やること => 項目の先頭から「[[654, 385]]」を含む行までを一行も省かずに書き出し、座標の数値すべてに85を加える。

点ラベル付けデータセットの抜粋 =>

┌──

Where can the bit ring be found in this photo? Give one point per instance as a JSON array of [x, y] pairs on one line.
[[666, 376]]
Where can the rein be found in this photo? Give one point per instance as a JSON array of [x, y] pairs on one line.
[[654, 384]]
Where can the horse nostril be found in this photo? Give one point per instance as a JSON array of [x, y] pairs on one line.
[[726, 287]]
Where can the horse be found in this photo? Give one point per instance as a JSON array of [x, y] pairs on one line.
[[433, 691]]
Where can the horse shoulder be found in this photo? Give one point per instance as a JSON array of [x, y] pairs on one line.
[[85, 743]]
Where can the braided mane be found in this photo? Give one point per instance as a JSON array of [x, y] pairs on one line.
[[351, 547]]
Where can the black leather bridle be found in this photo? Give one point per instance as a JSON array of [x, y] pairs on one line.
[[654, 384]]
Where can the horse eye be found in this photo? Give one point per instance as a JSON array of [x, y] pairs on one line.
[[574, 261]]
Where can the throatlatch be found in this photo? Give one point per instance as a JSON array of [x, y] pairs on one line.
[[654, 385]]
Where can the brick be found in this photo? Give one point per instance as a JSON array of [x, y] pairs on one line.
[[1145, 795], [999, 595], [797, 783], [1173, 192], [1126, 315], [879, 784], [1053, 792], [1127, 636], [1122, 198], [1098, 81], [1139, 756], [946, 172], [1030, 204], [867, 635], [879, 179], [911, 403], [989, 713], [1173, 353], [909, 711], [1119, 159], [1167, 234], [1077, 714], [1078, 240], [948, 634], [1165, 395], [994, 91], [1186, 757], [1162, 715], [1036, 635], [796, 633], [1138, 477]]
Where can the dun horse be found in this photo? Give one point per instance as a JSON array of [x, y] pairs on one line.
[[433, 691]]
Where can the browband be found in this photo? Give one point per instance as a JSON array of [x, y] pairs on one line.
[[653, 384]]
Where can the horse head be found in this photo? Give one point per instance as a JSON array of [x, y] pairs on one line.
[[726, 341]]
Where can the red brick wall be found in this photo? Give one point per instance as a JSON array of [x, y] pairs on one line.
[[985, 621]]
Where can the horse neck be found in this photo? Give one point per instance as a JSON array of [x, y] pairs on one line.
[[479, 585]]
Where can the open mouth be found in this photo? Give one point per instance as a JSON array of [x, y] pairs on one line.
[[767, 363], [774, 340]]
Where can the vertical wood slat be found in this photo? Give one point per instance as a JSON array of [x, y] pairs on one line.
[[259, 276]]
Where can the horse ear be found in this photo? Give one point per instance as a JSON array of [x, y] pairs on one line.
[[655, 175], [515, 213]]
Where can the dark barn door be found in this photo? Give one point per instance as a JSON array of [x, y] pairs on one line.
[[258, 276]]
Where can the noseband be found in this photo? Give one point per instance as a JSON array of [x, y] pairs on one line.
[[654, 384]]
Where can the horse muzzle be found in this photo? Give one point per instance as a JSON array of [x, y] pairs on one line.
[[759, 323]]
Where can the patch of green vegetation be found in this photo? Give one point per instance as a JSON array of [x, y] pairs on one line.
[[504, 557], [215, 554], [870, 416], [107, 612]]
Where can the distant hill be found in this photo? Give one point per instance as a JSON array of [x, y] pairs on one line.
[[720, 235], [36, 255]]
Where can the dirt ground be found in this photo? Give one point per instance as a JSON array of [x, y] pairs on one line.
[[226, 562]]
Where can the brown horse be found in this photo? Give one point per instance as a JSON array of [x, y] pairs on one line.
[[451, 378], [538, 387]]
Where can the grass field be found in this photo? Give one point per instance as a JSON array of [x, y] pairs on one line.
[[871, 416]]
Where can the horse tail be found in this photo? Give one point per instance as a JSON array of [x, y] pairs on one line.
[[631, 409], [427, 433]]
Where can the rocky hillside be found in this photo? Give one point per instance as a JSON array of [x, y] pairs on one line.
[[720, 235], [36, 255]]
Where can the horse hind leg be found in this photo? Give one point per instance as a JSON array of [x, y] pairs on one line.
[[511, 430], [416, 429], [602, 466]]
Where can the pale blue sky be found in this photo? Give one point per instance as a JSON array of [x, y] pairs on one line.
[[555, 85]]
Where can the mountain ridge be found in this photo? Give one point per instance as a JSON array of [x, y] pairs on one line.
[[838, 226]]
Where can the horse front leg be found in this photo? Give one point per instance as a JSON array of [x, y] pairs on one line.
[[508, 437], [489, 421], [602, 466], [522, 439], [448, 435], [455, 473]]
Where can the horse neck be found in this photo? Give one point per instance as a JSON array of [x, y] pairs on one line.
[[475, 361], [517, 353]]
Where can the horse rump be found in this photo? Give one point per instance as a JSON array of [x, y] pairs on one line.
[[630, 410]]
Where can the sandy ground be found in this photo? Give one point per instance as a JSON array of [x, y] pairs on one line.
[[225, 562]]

└──

完成した課題 =>
Where can the bit ring be found in this photo? Give one point per instance as a JSON array of [x, y] pairs on one line.
[[751, 461]]
Where can the rein be found in this photo? Give one point per instance as a JSON array of [x, y] pairs on one line.
[[739, 469]]
Where can the horse nostril be found in this photo? Give one point per instance as a JSON array of [x, y] pairs on one line.
[[811, 372]]
Where can the horse be found in this photo? Give one point per instance as a JSON array of [x, y] pairs on one line.
[[518, 776]]
Where can the horse shoulder be found in this photo? Give one point per instance as a JSON array of [x, y] pairs on one line.
[[170, 828]]
Where can the braided mane be found in this photo? Give one point per instance as a JSON array of [x, y] pairs on one line.
[[436, 632]]
Where can the black leather bridle be found in this photo? Give one point per instance as a JSON array of [x, y] pairs on one line.
[[739, 469]]
Where can the horse eye be found in this photo? Give one point per instance as a JSON array of [x, y] pairs on one line.
[[659, 346]]
Where can the throatlatch be found in this photo? Give one point per instance as a JSON array of [x, y] pairs on one line.
[[739, 470]]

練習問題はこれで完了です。